'''

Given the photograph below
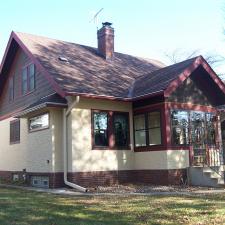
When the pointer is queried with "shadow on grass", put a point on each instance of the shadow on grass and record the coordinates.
(22, 208)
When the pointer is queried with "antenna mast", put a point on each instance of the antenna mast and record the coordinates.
(95, 18)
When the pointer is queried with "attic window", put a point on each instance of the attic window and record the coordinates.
(63, 59)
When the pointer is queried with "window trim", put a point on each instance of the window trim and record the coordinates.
(111, 143)
(149, 147)
(28, 79)
(13, 122)
(11, 88)
(38, 129)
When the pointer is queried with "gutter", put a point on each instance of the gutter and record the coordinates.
(65, 150)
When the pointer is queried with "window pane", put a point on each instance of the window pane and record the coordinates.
(139, 122)
(11, 89)
(198, 128)
(153, 119)
(31, 77)
(180, 124)
(140, 138)
(155, 136)
(101, 128)
(24, 80)
(14, 131)
(121, 129)
(39, 122)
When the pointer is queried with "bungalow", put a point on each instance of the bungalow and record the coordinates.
(80, 116)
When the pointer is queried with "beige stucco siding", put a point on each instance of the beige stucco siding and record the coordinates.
(38, 151)
(156, 160)
(82, 157)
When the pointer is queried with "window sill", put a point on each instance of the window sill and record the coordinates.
(107, 148)
(14, 143)
(39, 129)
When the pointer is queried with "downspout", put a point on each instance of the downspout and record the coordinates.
(65, 152)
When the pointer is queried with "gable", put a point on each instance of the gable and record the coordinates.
(189, 92)
(199, 88)
(42, 87)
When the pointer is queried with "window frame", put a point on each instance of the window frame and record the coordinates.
(110, 127)
(27, 68)
(148, 146)
(12, 139)
(38, 129)
(11, 88)
(189, 129)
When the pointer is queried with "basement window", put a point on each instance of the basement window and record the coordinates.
(39, 122)
(63, 59)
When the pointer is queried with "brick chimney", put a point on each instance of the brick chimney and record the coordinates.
(106, 41)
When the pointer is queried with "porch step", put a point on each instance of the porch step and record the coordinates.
(206, 176)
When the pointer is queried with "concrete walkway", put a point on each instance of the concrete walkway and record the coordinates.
(70, 192)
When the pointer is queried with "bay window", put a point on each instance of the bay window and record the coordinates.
(147, 129)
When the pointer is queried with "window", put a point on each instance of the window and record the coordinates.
(28, 79)
(110, 129)
(179, 123)
(121, 129)
(11, 89)
(154, 128)
(210, 128)
(101, 128)
(147, 129)
(31, 77)
(193, 127)
(14, 131)
(39, 122)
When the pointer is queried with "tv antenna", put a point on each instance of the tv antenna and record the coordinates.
(95, 17)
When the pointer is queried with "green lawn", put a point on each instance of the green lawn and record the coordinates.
(30, 208)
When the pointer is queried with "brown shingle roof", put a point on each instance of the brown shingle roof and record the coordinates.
(86, 72)
(159, 80)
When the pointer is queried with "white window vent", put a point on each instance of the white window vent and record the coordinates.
(63, 59)
(15, 177)
(40, 181)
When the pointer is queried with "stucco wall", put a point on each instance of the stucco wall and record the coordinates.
(81, 156)
(34, 149)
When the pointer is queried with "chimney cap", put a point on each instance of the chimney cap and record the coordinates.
(108, 24)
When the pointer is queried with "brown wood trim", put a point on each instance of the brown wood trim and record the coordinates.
(189, 106)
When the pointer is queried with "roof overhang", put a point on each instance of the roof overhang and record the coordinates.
(200, 61)
(29, 110)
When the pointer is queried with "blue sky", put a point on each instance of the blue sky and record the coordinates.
(147, 28)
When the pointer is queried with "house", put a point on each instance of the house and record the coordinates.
(80, 116)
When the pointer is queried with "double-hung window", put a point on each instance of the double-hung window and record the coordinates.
(147, 129)
(15, 131)
(11, 89)
(28, 79)
(110, 129)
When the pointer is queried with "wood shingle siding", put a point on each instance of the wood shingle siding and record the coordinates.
(43, 88)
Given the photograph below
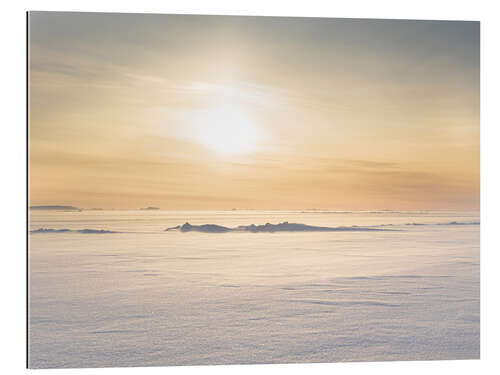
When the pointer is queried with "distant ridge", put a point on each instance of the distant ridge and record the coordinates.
(54, 208)
(269, 228)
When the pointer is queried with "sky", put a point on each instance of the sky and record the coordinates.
(219, 112)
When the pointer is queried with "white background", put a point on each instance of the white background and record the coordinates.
(13, 168)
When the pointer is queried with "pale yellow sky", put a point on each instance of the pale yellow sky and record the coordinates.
(210, 112)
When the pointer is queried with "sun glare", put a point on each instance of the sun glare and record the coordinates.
(226, 128)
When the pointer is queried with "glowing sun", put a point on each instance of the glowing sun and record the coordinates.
(226, 128)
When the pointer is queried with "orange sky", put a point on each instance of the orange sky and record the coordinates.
(202, 112)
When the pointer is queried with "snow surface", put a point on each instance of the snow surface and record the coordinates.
(143, 297)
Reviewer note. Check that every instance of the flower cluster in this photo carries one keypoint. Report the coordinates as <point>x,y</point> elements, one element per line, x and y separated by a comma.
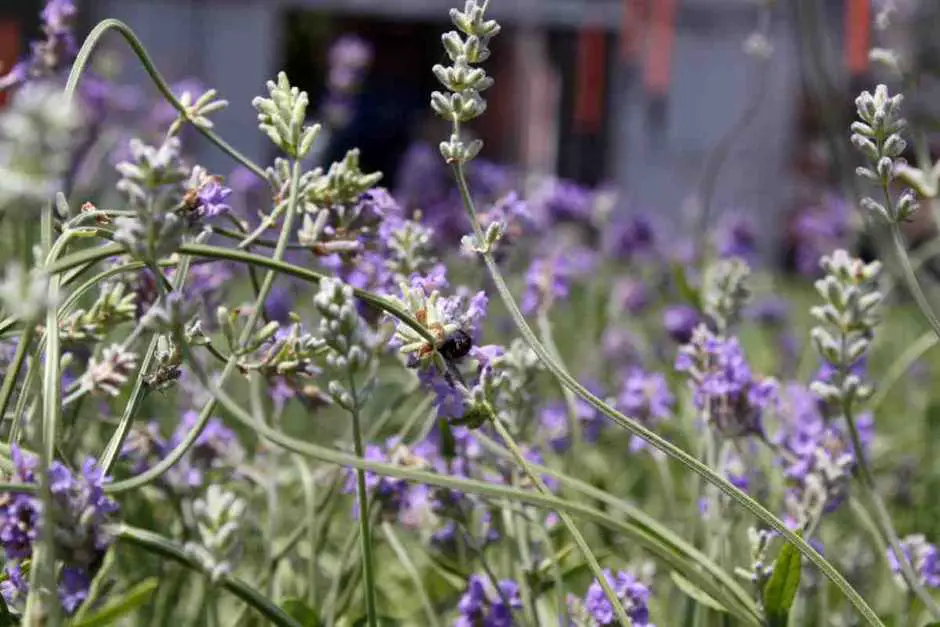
<point>464,81</point>
<point>48,57</point>
<point>80,512</point>
<point>487,605</point>
<point>878,137</point>
<point>595,610</point>
<point>923,556</point>
<point>216,452</point>
<point>729,396</point>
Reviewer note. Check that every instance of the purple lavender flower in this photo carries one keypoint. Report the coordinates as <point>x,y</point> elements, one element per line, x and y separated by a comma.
<point>817,456</point>
<point>817,231</point>
<point>550,278</point>
<point>73,588</point>
<point>50,56</point>
<point>213,198</point>
<point>645,397</point>
<point>632,594</point>
<point>730,397</point>
<point>217,449</point>
<point>163,113</point>
<point>14,585</point>
<point>388,492</point>
<point>80,511</point>
<point>679,322</point>
<point>482,605</point>
<point>630,295</point>
<point>561,201</point>
<point>923,556</point>
<point>513,214</point>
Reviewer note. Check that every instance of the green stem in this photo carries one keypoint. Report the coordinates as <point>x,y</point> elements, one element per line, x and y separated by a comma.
<point>910,277</point>
<point>901,365</point>
<point>362,496</point>
<point>494,491</point>
<point>9,379</point>
<point>272,264</point>
<point>84,57</point>
<point>637,429</point>
<point>566,520</point>
<point>574,426</point>
<point>138,392</point>
<point>411,570</point>
<point>310,501</point>
<point>48,610</point>
<point>177,453</point>
<point>159,545</point>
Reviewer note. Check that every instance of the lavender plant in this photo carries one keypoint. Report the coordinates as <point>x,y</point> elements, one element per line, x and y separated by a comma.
<point>304,409</point>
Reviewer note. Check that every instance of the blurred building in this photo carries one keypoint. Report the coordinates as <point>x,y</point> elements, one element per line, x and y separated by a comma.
<point>637,93</point>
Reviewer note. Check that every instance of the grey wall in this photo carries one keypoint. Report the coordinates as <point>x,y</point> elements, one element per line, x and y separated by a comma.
<point>232,46</point>
<point>713,83</point>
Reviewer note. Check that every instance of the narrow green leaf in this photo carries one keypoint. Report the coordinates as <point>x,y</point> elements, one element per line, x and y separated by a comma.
<point>6,618</point>
<point>383,621</point>
<point>545,568</point>
<point>695,593</point>
<point>780,591</point>
<point>130,601</point>
<point>301,612</point>
<point>688,293</point>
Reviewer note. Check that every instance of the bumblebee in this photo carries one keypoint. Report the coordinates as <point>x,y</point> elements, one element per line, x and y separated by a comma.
<point>456,345</point>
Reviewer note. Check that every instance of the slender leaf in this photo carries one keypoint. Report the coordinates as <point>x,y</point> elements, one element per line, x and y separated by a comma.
<point>301,612</point>
<point>695,593</point>
<point>780,591</point>
<point>127,603</point>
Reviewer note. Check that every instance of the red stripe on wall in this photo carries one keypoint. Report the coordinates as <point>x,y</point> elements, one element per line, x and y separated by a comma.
<point>635,16</point>
<point>590,80</point>
<point>658,68</point>
<point>857,35</point>
<point>10,39</point>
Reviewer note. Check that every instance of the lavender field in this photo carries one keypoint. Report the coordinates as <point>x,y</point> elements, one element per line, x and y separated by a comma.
<point>293,393</point>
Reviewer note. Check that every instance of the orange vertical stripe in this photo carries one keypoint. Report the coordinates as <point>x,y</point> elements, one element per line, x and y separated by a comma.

'''

### [WHAT YOU ARE ASKED TO DO]
Your task is to reproduce exactly the lines that begin at the line containing "Reviewer note. Check that every instance of the narrow" and end at the final line of the data above.

### [WRITTEN SOLUTION]
Reviewer note. Check that every instance of the narrow green leaf in this photo carries one keypoint. Report the coordinates as <point>x,y</point> elements, one element per line, x and y separated by a comma.
<point>6,618</point>
<point>383,621</point>
<point>545,568</point>
<point>695,593</point>
<point>780,591</point>
<point>130,601</point>
<point>301,612</point>
<point>688,293</point>
Reviewer note. Check that every instance of the bumblebee in this photo carries one keypoint. Report the coordinates as <point>x,y</point> elements, one element per line, x and y separated by a comma.
<point>456,345</point>
Reviewer note. Check that every instance of the slender leaf in this photo carries one keypoint. Report the coordinates as <point>x,y</point> elements, one element per line, x and y separated by a comma.
<point>301,612</point>
<point>695,593</point>
<point>780,591</point>
<point>127,603</point>
Reviewer note. Check that every instance of the red stripe on wall in this photo carries one keypoint. Report the coordinates as <point>x,y</point> elements, one element per line, x and y separated by a comma.
<point>635,16</point>
<point>590,80</point>
<point>658,68</point>
<point>857,35</point>
<point>10,39</point>
Reviewer note. Check that every instance of the lavender field in this photo carries one keypoint. Report the coordinates as <point>x,y</point> elements, one element per line, x and y separated by a comma.
<point>293,393</point>
Reviewer note. Check that every instance of the orange vertical stripe in this photo carries one keypoint. Report the coordinates as <point>x,y</point> elements, one element per line, x and y separated by a comma.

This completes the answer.